◆ **Problems**
1) Print the part of the essay starting with "Since I now" and going on through "was any news.".
2) Identify each line of the records that contains the word "paver", and copy those lines out.

>> Start Page excerpt

Everyone, it seems, felt something different. My colleagues on the 11th floor, I later learned, barely felt it. On 7, we all stopped and didn’t hesitate to flee our offices, the tremor was so strong. A friend in another building that faces the back of the stock exchange later told me she saw people running out of it. The folks I saw underground were either trying to appear nonchalant, or were busy reading other people’s faces to see whether anything more had happened. In this way, it reminded me of how people were when I worked downtown Manhattan in the weeks following 9/11, or what the sojourn from Manhattan to Brooklyn was like in the blackout of ’03, or the faces of my own neighbors this summer, in the days after Leiby Kletzky was killed. This is the way a city communicates. We gather bits and pieces from strangers as much as the people we know. We rely on each other. We count on each other. We exchange odd little nuggets of data and knowledge to put together an incomplete picture, but one that will satisfy us until we have the energy to mine for more.
In telling the prison guard what I had learned, I missed my transfer to 9th Street. He was getting off at the next stop but told me to wait two stops till I could cross over without having to pay another fare. I did. It left me a bit disoriented, and I stood on the platform for a long time before realizing the trains were not going in the direction I wanted them to. I asked an elderly Chinese woman for help. She explained that I had to go to the other side and take it back a few stops to catch the F. There was kindness in her eyes.
Since I now was transferring in a different direction than usual, I didn’t pass the post on the platform where I stood this morning, reading hatred. When I got to the transfer, I rushed up the stairs, eager to see daylight. The train was largely empty, a good sign. There was no apparent nervousness or searching of faces, an even better sign. Above ground, I stopped at the corner bodega where I heard the earthquake was in DC. I talked to three different people on the phone in the block and a half walk from the subway station to my door. Before I reached my house, I found I also had a voice mail from a friend in Indiana. and a text from another in Harlem. Everyone just checking to make sure everyone is okay. Once home, relieved and exhausted, I powered up the computer, logged in at work, and took a quick check on NPR to see if there was any news.

>> End Page excerpt
>> Start Records shown

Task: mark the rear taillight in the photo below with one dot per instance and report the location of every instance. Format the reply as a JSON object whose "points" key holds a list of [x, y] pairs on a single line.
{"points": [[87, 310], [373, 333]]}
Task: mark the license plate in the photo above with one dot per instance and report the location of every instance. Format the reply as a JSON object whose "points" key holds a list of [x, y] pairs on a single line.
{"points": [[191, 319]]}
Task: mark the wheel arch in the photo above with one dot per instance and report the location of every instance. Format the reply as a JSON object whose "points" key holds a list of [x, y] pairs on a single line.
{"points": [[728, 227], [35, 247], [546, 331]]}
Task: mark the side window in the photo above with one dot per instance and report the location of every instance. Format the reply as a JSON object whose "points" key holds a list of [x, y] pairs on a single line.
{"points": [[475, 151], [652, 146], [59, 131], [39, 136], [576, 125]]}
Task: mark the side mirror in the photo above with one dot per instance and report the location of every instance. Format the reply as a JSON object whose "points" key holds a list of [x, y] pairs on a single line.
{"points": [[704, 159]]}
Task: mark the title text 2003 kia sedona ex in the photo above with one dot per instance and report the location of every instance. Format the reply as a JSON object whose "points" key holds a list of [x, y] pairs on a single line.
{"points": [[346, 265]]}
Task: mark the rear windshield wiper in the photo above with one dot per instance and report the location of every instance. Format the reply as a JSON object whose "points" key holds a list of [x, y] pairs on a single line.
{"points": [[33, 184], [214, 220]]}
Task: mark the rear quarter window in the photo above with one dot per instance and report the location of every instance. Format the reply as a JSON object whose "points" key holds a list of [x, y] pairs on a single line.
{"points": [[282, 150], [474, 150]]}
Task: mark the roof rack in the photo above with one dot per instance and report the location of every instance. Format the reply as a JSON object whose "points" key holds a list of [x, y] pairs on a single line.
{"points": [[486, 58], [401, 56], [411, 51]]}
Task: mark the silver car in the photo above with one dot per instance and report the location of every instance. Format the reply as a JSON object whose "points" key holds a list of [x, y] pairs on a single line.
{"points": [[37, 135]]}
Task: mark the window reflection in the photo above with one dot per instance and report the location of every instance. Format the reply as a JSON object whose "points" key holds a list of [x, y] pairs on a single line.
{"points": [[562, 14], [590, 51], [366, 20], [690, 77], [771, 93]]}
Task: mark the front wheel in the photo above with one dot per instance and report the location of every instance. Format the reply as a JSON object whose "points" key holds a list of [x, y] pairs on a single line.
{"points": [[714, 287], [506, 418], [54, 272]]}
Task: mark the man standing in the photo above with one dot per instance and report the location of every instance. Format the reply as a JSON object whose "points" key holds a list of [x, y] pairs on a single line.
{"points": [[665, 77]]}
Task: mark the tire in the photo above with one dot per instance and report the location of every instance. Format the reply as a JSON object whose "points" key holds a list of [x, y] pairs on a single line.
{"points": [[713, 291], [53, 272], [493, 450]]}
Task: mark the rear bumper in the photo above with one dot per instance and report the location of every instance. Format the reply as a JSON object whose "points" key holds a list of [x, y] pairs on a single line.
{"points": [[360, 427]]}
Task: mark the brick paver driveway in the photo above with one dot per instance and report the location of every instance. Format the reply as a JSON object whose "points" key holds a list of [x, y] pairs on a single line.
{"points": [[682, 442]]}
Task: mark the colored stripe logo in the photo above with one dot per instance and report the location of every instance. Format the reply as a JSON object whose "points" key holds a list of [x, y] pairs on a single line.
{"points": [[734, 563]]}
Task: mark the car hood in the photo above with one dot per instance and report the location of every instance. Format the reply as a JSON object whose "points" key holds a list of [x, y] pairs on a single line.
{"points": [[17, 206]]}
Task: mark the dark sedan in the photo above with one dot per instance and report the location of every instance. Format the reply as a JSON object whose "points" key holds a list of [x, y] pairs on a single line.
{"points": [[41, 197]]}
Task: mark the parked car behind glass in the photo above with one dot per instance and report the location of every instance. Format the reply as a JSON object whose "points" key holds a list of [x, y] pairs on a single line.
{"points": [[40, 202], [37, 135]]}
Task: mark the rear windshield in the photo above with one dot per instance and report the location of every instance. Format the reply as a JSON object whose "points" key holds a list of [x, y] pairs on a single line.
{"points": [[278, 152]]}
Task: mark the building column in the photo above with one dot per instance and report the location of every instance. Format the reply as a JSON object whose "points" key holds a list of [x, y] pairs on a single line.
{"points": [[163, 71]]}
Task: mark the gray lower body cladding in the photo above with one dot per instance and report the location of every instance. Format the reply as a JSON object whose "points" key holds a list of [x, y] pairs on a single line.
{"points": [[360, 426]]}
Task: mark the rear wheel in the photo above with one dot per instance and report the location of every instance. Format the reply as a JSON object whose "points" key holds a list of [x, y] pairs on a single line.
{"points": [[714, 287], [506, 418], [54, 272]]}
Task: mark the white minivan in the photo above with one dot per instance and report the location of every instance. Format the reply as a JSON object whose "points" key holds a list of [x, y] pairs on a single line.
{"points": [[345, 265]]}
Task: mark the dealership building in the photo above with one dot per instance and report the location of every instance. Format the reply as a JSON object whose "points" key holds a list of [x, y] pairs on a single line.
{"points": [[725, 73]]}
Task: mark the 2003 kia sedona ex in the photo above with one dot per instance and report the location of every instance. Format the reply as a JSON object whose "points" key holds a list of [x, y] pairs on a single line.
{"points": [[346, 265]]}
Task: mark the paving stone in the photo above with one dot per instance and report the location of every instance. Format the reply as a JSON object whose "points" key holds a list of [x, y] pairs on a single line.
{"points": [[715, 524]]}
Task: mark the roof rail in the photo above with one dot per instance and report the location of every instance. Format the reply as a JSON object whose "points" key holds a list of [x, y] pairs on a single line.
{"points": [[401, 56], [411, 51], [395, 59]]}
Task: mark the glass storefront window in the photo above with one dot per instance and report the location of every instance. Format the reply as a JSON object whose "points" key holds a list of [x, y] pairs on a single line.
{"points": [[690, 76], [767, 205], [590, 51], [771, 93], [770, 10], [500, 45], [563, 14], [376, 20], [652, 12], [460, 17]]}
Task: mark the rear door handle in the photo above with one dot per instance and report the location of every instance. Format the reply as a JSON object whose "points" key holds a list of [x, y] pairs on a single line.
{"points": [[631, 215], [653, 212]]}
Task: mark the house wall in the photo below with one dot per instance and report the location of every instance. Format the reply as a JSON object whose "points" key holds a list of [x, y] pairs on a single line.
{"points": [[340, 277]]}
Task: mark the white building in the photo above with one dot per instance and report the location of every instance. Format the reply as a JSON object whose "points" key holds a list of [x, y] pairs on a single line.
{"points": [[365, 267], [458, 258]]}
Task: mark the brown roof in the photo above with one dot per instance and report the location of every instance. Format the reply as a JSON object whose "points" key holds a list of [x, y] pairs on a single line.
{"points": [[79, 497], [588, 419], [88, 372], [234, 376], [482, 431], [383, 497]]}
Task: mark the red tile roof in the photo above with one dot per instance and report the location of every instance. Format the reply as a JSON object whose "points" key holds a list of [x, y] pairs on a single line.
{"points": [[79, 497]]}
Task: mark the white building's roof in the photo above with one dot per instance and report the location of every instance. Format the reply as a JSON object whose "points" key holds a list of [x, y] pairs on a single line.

>> End Records shown
>> Start Records shown

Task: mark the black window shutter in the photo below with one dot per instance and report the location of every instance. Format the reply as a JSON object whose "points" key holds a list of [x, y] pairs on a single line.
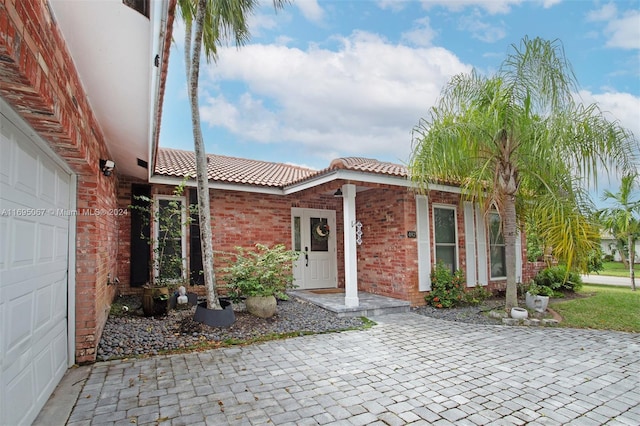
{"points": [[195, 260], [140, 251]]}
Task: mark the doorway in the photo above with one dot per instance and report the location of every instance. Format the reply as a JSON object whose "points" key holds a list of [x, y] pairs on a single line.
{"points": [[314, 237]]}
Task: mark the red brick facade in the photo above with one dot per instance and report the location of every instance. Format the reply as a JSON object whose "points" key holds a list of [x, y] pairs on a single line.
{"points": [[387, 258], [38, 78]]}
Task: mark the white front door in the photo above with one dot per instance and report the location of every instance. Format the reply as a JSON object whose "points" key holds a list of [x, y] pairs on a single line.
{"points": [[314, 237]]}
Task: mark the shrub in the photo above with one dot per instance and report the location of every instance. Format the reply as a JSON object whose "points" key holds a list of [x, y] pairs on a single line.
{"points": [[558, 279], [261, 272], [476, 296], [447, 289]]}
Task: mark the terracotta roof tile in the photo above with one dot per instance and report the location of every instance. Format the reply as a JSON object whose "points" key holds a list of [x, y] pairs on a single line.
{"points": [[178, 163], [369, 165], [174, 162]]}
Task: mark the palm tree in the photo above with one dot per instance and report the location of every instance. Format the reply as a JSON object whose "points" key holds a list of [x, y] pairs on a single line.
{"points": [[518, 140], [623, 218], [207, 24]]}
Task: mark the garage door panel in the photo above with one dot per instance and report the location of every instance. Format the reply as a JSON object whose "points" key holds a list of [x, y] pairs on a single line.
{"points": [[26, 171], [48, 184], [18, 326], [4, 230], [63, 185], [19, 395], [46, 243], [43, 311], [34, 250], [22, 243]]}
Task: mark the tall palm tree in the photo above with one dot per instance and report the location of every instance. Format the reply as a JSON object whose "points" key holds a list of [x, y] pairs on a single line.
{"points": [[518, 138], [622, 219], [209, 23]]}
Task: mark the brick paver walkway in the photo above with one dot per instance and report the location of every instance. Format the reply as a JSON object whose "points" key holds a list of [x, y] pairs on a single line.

>> End Records shown
>> Start Records shown

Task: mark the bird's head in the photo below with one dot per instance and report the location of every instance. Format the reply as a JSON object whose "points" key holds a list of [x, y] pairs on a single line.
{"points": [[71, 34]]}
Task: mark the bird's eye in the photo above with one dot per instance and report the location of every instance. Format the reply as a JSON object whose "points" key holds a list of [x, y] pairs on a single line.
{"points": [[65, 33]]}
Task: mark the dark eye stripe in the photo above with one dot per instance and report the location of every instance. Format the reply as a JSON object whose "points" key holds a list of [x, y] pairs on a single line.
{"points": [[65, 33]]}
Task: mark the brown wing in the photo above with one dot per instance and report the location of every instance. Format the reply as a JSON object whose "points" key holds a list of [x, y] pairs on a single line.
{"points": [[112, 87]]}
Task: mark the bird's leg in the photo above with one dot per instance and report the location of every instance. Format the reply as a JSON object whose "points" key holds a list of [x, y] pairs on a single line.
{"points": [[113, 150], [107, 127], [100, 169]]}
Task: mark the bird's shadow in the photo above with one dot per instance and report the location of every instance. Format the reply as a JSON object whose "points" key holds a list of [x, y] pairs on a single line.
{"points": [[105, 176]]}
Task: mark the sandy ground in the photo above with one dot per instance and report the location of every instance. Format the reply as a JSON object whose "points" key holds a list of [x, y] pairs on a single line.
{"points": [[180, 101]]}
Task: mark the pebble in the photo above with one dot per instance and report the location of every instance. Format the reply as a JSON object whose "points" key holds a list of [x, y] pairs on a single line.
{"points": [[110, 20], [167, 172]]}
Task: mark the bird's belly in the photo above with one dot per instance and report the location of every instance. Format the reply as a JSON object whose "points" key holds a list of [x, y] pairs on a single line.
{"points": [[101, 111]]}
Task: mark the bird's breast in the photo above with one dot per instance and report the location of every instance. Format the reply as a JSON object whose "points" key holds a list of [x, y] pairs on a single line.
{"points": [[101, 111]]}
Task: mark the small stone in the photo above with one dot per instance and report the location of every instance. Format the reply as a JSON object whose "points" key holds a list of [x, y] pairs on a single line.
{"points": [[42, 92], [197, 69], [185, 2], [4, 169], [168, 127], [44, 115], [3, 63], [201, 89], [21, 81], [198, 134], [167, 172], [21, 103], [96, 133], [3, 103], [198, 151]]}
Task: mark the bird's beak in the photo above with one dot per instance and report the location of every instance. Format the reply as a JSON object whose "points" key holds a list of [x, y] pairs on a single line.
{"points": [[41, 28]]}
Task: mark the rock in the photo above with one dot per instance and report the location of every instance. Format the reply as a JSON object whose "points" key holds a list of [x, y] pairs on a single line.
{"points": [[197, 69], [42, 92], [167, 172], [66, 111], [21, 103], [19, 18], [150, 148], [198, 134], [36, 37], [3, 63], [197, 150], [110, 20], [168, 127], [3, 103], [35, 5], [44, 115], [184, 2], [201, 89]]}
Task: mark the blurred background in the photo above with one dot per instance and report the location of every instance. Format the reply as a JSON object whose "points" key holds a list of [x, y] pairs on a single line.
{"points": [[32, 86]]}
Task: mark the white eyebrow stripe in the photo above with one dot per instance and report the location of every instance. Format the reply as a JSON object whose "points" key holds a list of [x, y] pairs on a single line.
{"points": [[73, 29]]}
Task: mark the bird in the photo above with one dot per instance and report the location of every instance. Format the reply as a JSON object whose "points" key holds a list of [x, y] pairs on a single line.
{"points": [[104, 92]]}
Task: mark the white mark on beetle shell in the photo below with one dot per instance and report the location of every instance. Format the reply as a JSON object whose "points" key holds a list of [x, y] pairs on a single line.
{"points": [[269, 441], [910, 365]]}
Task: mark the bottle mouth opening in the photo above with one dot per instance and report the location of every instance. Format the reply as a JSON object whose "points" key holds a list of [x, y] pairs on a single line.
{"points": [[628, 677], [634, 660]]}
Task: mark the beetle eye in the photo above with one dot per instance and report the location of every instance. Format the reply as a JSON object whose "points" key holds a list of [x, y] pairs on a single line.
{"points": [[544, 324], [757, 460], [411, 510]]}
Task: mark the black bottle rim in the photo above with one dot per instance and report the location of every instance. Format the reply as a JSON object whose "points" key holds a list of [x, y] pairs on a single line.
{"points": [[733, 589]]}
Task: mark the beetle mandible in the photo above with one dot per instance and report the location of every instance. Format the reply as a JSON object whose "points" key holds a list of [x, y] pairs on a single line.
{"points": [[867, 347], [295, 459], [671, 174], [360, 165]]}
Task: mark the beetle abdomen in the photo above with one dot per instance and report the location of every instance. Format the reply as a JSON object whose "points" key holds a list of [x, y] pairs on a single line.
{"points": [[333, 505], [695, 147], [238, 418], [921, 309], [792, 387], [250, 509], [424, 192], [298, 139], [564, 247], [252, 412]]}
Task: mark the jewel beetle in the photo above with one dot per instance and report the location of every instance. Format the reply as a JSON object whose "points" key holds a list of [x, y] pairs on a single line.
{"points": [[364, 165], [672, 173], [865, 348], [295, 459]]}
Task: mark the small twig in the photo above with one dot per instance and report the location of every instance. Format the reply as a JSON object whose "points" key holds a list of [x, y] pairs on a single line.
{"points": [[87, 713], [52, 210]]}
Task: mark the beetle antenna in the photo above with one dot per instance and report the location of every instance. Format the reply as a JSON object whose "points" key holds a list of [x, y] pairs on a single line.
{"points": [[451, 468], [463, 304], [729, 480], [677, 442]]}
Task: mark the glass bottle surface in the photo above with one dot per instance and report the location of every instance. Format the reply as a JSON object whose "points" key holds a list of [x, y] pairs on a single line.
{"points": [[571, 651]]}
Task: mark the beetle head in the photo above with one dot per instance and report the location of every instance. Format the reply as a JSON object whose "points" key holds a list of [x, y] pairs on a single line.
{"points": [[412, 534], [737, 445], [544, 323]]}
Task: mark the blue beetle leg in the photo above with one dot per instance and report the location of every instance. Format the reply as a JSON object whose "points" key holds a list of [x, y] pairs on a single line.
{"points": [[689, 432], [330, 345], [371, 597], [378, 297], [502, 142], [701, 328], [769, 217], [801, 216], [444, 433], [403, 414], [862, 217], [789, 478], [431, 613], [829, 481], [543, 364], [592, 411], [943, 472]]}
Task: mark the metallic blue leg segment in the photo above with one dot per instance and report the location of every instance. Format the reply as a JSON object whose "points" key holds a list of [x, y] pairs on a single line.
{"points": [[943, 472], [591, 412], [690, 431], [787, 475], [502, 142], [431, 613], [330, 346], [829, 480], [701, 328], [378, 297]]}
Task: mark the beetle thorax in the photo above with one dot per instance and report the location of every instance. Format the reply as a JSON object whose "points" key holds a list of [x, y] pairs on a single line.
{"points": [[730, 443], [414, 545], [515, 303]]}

>> End Records shown

◆ **In response**
1)
Since I now was transferring in a different direction than usual, I didn’t pass the post on the platform where I stood this morning, reading hatred. When I got to the transfer, I rushed up the stairs, eager to see daylight. The train was largely empty, a good sign. There was no apparent nervousness or searching of faces, an even better sign. Above ground, I stopped at the corner bodega where I heard the earthquake was in DC. I talked to three different people on the phone in the block and a half walk from the subway station to my door. Before I reached my house, I found I also had a voice mail from a friend in Indiana. and a text from another in Harlem. Everyone just checking to make sure everyone is okay. Once home, relieved and exhausted, I powered up the computer, logged in at work, and took a quick check on NPR to see if there was any news.

2)
Task: mark the brick paver driveway in the photo above with one dot per instance and report the location of every instance. Format the reply as a JSON object whose "points" key holds a list of [x, y] pairs on a single line.
Task: mark the brick paver walkway in the photo above with one dot per instance and report the location of every instance. Format the reply as a JSON object whose "points" key holds a list of [x, y] pairs on a single line.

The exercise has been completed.